* BEGIN Text section *

Friday, January 10, 2020

Nosh 180: 'Bombshell,' 'Uncut Gems' & More


David Elliott
         
Flix Nosh is a personal movie menu, new each Friday.

APPETIZER (Reviews of Bombshell and Uncut Gems)                    
 
Bombshell
Last week, the March sisters in Little Women. This week, the Fox sisters of Bombshell. That is, Fox News prime star Megyn Kelly (Charlize Theron), slightly lesser star Gretchen Carlson (Nicole Kidman), and a young composite figure, the rising Fox vamp Kayla (Margot Robbie). Feral king of the Fox den is Roger Ailes (John Lithgow), founding brain of the cable news hatchery that gradually buried the Republican Party’s moral compass and helps Donald Trump torture the nation. Ailes, who began by manipulating media for Nixon, is the only important male figure in the film. The others are just nice suits and worried brows: Kevin Dorff as blustering Bill O’Reilly, Richard Kind as Ailes lawyer Rudy Giuliani, and Malcolm McDowell as mogul Rupert Murdoch.

* END Text section *

* [Challenges]:
a: Reproduce the review starting with "Flix Nosh is" and going on through "mogul Rupert Murdoch.".
b: Name every actor the review credits with a role in Bombshell.
c: Answer these questions from the review.
(i) How does the review describe Flix Nosh?
(ii) In which film did the March sisters appear?
(iii) For whom did Ailes begin by manipulating media?

* BEGIN Entries provided *

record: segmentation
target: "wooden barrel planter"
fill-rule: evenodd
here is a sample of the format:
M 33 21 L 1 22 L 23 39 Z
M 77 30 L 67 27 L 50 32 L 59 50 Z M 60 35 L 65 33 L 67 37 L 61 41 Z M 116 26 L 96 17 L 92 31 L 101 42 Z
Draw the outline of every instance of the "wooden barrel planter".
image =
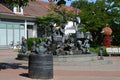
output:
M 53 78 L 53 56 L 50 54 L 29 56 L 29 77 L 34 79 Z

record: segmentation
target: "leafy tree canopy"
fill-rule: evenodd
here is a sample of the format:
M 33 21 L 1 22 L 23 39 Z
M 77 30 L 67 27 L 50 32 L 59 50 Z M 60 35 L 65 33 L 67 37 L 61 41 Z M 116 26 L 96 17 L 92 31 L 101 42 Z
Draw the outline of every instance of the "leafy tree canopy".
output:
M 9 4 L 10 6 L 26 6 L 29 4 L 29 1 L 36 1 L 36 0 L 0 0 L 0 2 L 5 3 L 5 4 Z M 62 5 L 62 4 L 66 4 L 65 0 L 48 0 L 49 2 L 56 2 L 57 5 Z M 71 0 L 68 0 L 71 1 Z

* END Entries provided *
* BEGIN Entries provided *

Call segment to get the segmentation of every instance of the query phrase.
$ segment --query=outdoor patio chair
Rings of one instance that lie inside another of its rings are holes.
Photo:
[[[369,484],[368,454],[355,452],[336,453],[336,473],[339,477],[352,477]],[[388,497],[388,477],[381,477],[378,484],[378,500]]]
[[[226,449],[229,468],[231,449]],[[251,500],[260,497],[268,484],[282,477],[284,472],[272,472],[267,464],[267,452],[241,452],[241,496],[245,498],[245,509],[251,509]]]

* END Entries provided *

* [Problem solutions]:
a:
Flix Nosh is a personal movie menu, new each Friday.

APPETIZER (Reviews of Bombshell and Uncut Gems)                    
 
Bombshell
Last week, the March sisters in Little Women. This week, the Fox sisters of Bombshell. That is, Fox News prime star Megyn Kelly (Charlize Theron), slightly lesser star Gretchen Carlson (Nicole Kidman), and a young composite figure, the rising Fox vamp Kayla (Margot Robbie). Feral king of the Fox den is Roger Ailes (John Lithgow), founding brain of the cable news hatchery that gradually buried the Republican Party’s moral compass and helps Donald Trump torture the nation. Ailes, who began by manipulating media for Nixon, is the only important male figure in the film. The others are just nice suits and worried brows: Kevin Dorff as blustering Bill O’Reilly, Richard Kind as Ailes lawyer Rudy Giuliani, and Malcolm McDowell as mogul Rupert Murdoch.

b: Charlize Theron, Nicole Kidman, Margot Robbie, John Lithgow, Kevin Dorff, Richard Kind, Malcolm McDowell

c:
(i) A personal movie menu, new each Friday
(ii) Little Women
(iii) Nixon